PROBLEM —
The answer must consist of every line from the entries that holds the word "outline".

RECORDS SHOWN —
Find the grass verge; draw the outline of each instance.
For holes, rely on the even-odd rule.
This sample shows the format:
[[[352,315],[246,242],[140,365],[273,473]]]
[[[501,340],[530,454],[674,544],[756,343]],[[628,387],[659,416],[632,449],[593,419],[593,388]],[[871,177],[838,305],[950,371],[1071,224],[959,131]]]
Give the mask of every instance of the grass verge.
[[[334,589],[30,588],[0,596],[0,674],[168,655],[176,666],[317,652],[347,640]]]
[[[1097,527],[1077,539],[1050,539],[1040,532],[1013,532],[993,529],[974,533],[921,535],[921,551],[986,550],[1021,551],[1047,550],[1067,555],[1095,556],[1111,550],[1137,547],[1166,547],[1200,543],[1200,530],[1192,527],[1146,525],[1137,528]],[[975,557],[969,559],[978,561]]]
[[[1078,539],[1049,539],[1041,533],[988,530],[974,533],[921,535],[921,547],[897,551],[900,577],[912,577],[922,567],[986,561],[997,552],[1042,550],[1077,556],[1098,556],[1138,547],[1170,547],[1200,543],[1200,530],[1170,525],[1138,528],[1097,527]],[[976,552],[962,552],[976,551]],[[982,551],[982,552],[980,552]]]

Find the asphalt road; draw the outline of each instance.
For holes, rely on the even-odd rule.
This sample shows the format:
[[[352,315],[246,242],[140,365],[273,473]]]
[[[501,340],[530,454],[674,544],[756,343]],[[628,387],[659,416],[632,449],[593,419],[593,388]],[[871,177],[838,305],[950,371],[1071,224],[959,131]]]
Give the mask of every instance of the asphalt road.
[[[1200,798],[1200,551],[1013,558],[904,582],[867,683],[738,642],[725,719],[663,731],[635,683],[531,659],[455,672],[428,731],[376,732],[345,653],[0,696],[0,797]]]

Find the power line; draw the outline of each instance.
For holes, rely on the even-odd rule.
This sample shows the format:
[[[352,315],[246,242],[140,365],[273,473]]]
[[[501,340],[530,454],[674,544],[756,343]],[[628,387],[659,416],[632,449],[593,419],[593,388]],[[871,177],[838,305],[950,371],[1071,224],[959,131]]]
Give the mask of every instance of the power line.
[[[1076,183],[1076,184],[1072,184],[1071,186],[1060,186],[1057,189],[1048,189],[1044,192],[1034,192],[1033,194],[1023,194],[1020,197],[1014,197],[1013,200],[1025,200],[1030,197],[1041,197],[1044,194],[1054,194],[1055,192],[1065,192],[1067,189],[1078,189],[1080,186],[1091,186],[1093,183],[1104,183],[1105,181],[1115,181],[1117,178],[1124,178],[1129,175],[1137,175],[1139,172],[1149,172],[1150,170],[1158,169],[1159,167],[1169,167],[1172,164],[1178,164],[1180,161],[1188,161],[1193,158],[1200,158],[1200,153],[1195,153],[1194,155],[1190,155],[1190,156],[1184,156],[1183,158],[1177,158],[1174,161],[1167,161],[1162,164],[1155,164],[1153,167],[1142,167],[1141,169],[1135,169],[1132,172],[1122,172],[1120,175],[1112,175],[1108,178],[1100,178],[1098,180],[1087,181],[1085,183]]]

EXERCISE RESPONSE —
Find the grass verge; draw the outline of each instance.
Find the asphalt road; draw the outline of each instance.
Find the power line; draw the outline of each instance.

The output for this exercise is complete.